REQUIREMENTS —
Copy only this range: the line with "Objective: locate each instance of the green tree" through the final line of the material, inclusive at both ends.

DATASET CONTENT —

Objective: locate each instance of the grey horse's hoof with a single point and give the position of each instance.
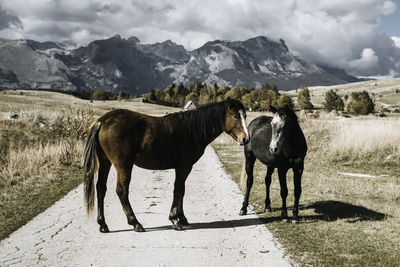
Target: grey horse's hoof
(138, 228)
(104, 229)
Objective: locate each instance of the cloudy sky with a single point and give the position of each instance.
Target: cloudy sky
(362, 36)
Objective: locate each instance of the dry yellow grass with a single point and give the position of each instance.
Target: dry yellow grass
(365, 136)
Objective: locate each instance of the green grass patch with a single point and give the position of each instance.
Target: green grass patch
(345, 220)
(21, 202)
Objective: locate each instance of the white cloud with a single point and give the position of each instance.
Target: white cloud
(330, 32)
(367, 62)
(396, 41)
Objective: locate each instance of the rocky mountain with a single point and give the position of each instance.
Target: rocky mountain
(118, 64)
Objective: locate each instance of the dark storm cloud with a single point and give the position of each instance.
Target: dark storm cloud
(339, 33)
(7, 19)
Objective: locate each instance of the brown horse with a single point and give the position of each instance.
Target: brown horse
(176, 141)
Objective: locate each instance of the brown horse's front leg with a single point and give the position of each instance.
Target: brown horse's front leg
(176, 215)
(123, 180)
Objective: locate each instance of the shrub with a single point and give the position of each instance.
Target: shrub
(360, 103)
(333, 101)
(304, 99)
(285, 100)
(99, 95)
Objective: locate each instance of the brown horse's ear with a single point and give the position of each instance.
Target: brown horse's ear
(273, 109)
(229, 101)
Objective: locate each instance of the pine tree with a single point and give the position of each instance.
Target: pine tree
(333, 101)
(304, 99)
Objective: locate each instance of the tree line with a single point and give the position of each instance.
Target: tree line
(255, 99)
(200, 93)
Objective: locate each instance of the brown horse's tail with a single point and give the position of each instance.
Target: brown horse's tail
(90, 165)
(243, 177)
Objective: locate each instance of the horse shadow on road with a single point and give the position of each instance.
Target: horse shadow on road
(330, 210)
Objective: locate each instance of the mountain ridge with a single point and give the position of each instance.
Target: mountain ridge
(117, 64)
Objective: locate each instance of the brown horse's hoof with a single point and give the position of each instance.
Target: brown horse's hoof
(183, 221)
(268, 209)
(177, 227)
(104, 229)
(138, 228)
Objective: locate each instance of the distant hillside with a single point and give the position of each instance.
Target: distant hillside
(118, 64)
(385, 93)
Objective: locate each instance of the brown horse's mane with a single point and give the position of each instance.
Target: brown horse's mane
(205, 121)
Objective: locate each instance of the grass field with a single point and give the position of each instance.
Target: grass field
(41, 141)
(345, 220)
(385, 93)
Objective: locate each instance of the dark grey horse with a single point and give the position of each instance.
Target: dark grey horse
(277, 142)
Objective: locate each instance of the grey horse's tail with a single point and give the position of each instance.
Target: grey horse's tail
(243, 177)
(90, 164)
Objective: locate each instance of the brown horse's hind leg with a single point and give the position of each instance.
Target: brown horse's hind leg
(270, 171)
(123, 180)
(101, 186)
(176, 214)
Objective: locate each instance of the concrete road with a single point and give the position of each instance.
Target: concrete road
(217, 236)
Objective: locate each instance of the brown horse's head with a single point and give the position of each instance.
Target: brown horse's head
(235, 121)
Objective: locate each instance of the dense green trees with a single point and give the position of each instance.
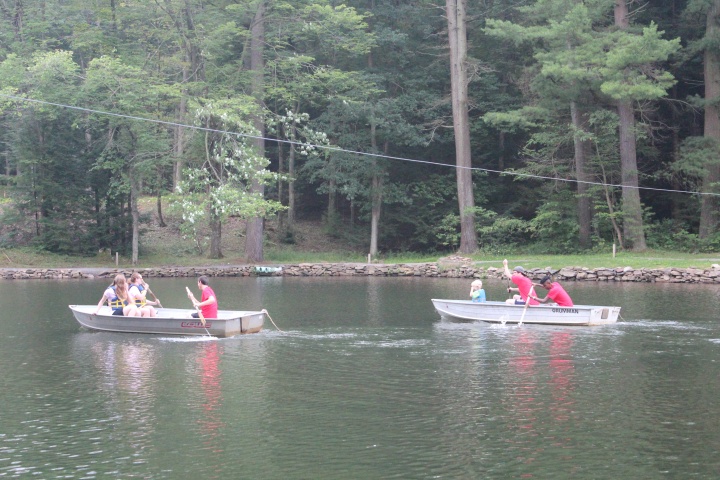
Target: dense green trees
(558, 125)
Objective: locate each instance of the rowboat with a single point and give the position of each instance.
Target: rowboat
(266, 271)
(501, 312)
(171, 321)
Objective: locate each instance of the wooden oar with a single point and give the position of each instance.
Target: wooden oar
(527, 302)
(192, 298)
(266, 313)
(155, 297)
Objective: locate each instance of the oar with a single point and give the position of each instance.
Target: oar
(527, 302)
(155, 297)
(200, 315)
(265, 312)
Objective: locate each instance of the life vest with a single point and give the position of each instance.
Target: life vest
(115, 302)
(141, 302)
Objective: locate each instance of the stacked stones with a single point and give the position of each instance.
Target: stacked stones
(450, 268)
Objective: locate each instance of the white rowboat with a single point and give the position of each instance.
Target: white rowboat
(501, 312)
(171, 321)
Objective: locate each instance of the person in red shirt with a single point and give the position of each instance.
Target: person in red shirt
(555, 293)
(524, 284)
(208, 301)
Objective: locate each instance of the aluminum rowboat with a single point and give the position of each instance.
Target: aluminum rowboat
(171, 321)
(501, 312)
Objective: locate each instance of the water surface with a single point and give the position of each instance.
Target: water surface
(365, 381)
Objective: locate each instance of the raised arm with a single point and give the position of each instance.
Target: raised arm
(508, 273)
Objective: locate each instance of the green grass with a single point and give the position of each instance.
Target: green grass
(27, 257)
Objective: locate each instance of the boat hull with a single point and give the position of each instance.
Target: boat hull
(501, 312)
(171, 321)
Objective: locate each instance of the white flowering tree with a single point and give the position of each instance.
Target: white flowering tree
(221, 186)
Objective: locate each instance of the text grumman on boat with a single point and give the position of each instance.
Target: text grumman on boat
(501, 312)
(171, 321)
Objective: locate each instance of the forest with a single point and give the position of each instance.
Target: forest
(551, 126)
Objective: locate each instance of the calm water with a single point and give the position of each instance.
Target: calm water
(365, 382)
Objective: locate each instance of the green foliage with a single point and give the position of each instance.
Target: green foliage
(555, 225)
(223, 185)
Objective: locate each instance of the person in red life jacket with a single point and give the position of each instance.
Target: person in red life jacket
(524, 284)
(208, 301)
(555, 293)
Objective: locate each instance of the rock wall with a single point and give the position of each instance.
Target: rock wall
(434, 269)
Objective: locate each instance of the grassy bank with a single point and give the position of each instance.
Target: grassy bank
(29, 258)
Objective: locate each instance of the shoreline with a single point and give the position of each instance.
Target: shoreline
(430, 269)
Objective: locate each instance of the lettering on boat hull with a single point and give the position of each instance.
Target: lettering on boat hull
(566, 310)
(195, 324)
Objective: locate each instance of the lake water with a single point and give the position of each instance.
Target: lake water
(366, 381)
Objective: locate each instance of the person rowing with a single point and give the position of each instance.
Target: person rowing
(524, 284)
(208, 301)
(556, 293)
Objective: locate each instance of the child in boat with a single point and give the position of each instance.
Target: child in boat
(477, 294)
(138, 294)
(118, 298)
(208, 301)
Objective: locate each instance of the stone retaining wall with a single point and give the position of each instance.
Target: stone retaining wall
(619, 274)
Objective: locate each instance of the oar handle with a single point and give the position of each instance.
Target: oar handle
(192, 297)
(155, 297)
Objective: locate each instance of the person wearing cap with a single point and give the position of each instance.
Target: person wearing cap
(555, 293)
(524, 284)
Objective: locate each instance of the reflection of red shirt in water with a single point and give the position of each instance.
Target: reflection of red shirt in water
(209, 311)
(524, 284)
(558, 295)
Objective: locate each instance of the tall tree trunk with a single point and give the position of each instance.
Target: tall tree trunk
(632, 208)
(291, 186)
(215, 237)
(457, 37)
(709, 204)
(135, 214)
(179, 133)
(254, 229)
(375, 193)
(582, 152)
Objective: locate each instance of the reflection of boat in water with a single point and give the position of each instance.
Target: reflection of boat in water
(501, 312)
(171, 321)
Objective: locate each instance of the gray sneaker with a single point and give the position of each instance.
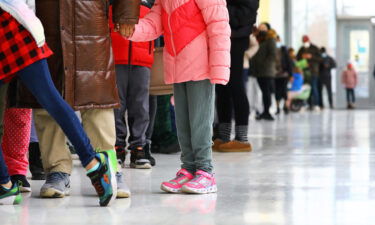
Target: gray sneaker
(57, 185)
(123, 190)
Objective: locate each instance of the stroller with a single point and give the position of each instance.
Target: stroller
(301, 100)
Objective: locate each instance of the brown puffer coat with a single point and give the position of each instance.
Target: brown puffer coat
(82, 66)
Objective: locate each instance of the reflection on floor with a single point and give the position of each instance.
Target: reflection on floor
(306, 169)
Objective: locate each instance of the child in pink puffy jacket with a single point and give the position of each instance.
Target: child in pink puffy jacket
(196, 57)
(350, 81)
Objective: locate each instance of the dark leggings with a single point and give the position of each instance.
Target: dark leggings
(232, 97)
(265, 84)
(37, 79)
(350, 95)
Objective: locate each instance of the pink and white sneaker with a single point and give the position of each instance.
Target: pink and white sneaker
(175, 185)
(203, 183)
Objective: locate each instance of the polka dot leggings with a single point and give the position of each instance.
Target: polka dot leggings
(16, 139)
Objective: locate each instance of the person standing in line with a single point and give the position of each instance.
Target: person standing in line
(196, 57)
(284, 68)
(23, 54)
(312, 53)
(325, 77)
(232, 98)
(264, 68)
(133, 63)
(349, 79)
(83, 71)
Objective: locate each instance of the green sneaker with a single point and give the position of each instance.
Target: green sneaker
(10, 196)
(104, 180)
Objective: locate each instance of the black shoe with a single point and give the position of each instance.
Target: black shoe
(121, 155)
(148, 155)
(22, 182)
(36, 166)
(138, 159)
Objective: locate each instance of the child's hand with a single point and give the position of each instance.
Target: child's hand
(125, 30)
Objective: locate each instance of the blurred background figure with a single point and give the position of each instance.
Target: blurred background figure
(311, 52)
(284, 71)
(325, 77)
(350, 81)
(232, 98)
(263, 66)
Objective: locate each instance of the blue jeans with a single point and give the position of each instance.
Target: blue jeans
(37, 79)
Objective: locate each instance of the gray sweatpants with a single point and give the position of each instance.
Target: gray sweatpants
(194, 103)
(133, 84)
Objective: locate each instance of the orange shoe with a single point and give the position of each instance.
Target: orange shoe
(235, 146)
(217, 144)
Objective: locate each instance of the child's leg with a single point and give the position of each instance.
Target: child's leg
(137, 101)
(183, 127)
(37, 79)
(17, 125)
(353, 95)
(4, 175)
(122, 78)
(201, 101)
(348, 95)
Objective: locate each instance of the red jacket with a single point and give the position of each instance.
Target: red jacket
(132, 53)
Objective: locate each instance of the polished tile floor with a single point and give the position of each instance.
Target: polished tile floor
(306, 169)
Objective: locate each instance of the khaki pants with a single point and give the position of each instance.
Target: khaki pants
(99, 125)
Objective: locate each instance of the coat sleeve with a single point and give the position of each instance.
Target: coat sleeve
(150, 27)
(126, 11)
(216, 17)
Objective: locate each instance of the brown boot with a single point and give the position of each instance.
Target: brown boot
(235, 146)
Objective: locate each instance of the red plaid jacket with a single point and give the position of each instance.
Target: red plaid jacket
(17, 47)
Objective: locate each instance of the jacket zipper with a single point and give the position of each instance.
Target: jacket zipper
(130, 53)
(170, 30)
(173, 47)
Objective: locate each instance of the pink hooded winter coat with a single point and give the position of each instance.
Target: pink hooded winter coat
(197, 39)
(349, 78)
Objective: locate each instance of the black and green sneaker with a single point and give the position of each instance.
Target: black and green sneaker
(10, 196)
(104, 180)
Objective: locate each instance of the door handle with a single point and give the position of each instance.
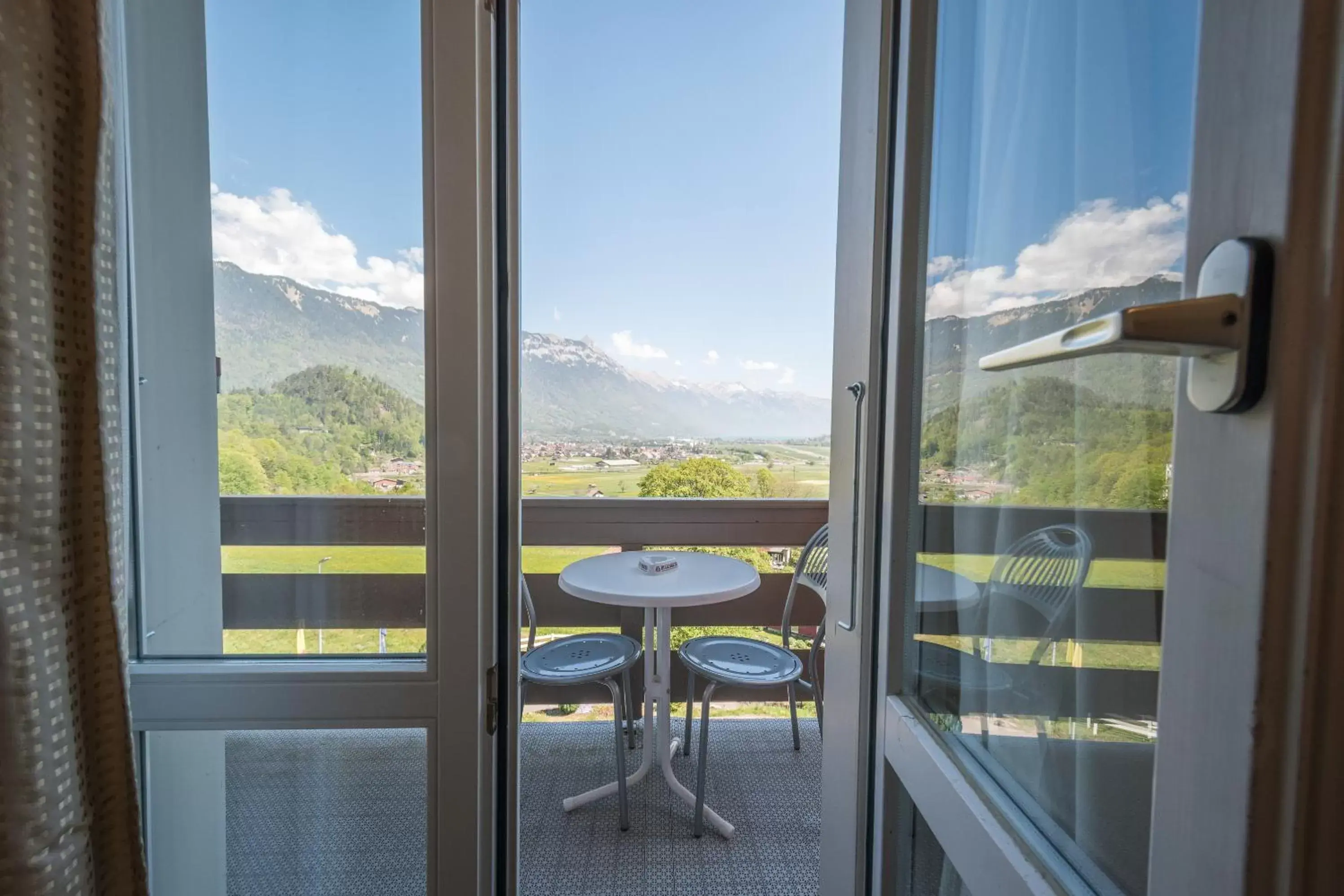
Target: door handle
(856, 391)
(1224, 332)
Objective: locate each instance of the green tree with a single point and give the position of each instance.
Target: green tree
(241, 473)
(698, 477)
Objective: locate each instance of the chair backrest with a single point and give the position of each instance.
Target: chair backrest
(530, 610)
(1045, 570)
(810, 570)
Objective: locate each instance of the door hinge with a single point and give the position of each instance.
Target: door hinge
(492, 701)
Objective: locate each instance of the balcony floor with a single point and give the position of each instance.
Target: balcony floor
(339, 813)
(769, 792)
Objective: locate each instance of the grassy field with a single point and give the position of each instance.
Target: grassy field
(1109, 574)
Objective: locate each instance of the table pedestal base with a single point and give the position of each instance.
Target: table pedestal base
(658, 705)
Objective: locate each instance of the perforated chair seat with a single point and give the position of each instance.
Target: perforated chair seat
(741, 661)
(580, 659)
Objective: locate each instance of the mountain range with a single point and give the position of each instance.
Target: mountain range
(268, 328)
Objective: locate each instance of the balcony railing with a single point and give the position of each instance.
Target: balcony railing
(366, 601)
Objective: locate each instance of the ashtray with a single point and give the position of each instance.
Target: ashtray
(656, 563)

REPLY TO THE EXERCISE —
Objective: locate each instance of the green tree with a single point and give the position of each instance.
Target: green tree
(241, 473)
(698, 477)
Objective: locate each instance of the chair backrest with a single point and give the position of each instance.
Target: chair backrest
(530, 610)
(1045, 570)
(810, 570)
Objective: locate each instance of the door hinge with a single point and give the position of each instance.
Target: door hinge
(492, 701)
Objective: locate each instance of the balcony floor with a single point and give the position of each instance.
Target: balcony floor
(339, 813)
(769, 792)
Objective: locate each instance of the grassy field with a single point and give the position of each instance.
Target: grassy field
(1109, 574)
Objective: locate each instance of the table pedestal base with a single point and give the position of each instance.
Target: table pedestal base
(658, 705)
Objective: locate each instance of the perforated chair seat with a single point and give the position of each instance.
Target: perforated chair seat
(741, 661)
(580, 659)
Objective: locate each instance of the mountain range with a single point and give the position of each instance.
Target: mountain range
(268, 328)
Objective: locate each instance of the balcony railing with a single point and give the position of each instance.
Target: balcony railing
(366, 601)
Objective: locate each instance of the ashtray with a single point and give the position of each instance.
Target: ashtray
(656, 563)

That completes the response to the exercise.